### FILAS DE ORIGEN
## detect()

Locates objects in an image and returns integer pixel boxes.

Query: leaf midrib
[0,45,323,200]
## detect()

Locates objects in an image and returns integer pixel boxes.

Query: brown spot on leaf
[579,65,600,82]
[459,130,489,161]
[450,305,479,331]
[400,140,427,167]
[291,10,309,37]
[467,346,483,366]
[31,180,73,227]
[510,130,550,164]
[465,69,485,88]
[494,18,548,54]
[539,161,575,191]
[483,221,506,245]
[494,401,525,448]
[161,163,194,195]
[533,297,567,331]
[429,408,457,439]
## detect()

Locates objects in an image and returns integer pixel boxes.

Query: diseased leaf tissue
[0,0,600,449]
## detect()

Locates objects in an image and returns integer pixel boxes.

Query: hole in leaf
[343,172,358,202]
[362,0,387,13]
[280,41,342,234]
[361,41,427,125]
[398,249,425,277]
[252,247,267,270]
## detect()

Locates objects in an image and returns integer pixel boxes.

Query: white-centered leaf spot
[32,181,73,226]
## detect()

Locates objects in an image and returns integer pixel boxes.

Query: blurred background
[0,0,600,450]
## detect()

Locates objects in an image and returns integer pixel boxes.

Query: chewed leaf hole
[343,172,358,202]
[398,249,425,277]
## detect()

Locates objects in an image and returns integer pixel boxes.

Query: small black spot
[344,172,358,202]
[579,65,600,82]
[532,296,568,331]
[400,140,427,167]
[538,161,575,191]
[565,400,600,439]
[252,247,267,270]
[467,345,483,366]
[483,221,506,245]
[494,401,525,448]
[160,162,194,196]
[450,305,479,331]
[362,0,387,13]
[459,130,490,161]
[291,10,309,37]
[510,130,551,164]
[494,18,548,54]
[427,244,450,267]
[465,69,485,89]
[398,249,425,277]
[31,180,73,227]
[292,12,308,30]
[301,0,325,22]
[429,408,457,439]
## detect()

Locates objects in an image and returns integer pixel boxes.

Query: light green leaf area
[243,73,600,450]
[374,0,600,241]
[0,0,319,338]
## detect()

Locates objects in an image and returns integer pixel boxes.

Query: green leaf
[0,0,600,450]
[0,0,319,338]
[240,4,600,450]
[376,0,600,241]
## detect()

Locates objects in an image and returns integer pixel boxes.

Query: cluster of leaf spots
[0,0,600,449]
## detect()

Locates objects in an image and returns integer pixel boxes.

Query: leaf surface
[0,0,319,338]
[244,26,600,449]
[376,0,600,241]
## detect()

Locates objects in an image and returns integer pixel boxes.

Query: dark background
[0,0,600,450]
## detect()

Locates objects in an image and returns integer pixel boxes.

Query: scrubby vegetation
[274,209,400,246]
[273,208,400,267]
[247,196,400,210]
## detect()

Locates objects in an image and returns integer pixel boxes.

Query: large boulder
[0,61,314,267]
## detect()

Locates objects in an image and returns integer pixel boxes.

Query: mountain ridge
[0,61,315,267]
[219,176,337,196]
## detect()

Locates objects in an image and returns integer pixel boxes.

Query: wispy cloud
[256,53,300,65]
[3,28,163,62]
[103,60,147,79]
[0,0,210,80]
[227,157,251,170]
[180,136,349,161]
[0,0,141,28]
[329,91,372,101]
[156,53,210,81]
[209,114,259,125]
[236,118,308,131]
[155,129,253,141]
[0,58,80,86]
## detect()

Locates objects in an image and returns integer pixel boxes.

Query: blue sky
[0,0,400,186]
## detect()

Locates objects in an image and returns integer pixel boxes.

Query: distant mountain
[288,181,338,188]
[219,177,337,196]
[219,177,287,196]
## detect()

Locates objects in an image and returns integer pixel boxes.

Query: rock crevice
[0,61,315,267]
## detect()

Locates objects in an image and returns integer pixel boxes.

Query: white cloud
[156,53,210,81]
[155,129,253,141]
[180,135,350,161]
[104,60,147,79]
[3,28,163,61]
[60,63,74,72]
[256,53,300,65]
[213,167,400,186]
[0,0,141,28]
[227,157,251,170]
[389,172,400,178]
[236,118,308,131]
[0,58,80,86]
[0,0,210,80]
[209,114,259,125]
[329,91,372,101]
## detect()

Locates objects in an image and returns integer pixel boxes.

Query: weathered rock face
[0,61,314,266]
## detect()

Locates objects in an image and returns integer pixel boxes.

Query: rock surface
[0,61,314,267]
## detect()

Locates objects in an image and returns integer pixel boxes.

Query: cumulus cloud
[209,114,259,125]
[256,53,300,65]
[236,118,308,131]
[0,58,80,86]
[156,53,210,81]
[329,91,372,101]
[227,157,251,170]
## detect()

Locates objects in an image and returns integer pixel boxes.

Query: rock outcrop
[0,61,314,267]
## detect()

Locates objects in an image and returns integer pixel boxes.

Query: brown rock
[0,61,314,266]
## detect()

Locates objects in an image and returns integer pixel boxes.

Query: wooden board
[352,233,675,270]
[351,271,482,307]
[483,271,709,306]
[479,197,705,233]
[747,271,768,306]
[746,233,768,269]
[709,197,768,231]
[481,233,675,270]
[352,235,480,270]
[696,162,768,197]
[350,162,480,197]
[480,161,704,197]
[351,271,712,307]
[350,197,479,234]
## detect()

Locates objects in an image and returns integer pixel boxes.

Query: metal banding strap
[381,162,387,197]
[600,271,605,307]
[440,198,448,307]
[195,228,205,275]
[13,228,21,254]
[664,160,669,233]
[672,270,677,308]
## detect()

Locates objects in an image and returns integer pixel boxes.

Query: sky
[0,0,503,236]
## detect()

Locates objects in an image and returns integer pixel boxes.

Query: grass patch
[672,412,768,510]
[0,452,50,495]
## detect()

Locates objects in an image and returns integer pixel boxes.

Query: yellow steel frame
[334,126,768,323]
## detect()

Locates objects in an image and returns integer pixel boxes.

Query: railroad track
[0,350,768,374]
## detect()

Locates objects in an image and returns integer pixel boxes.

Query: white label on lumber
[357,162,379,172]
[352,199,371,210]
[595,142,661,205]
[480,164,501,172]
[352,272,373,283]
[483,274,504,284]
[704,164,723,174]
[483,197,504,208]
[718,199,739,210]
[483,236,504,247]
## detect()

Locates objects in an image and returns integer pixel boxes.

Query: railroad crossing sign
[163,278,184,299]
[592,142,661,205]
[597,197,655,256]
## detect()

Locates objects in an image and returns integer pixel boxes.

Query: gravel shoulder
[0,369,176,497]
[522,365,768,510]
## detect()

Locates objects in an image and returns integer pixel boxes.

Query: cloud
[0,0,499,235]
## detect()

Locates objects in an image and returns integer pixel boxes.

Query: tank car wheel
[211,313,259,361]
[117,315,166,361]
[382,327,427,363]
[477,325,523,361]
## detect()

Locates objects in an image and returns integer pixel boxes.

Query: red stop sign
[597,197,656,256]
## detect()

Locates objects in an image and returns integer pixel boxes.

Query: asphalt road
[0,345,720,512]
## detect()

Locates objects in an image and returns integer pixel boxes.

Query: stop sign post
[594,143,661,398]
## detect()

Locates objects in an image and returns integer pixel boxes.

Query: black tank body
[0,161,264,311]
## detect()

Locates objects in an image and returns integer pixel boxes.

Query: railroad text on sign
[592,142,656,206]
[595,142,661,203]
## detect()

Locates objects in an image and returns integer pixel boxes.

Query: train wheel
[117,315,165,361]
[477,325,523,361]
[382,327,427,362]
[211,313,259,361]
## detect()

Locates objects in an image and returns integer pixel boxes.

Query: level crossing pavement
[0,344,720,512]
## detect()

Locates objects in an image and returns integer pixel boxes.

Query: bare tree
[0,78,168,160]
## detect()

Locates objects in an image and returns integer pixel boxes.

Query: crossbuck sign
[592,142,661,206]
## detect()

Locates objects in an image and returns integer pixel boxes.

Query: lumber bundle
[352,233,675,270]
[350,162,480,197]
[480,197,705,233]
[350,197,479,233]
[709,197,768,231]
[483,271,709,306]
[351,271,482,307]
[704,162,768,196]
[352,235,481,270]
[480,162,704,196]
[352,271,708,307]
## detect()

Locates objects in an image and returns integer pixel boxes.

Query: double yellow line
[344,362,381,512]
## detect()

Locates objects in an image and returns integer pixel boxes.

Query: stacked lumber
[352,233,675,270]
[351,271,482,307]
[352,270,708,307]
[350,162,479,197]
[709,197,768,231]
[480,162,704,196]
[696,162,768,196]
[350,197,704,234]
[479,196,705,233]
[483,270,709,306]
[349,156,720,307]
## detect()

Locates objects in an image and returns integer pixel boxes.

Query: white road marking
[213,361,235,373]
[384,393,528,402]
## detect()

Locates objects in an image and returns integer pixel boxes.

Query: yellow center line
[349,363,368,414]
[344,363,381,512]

### DESCRIPCIÓN DEL PROBLEMA
Filtra las filas de arriba y copia cada línea en la que aparezca la palabra "wheel".

### RESPUESTA COMPLETA
Query: tank car wheel
Query: train wheel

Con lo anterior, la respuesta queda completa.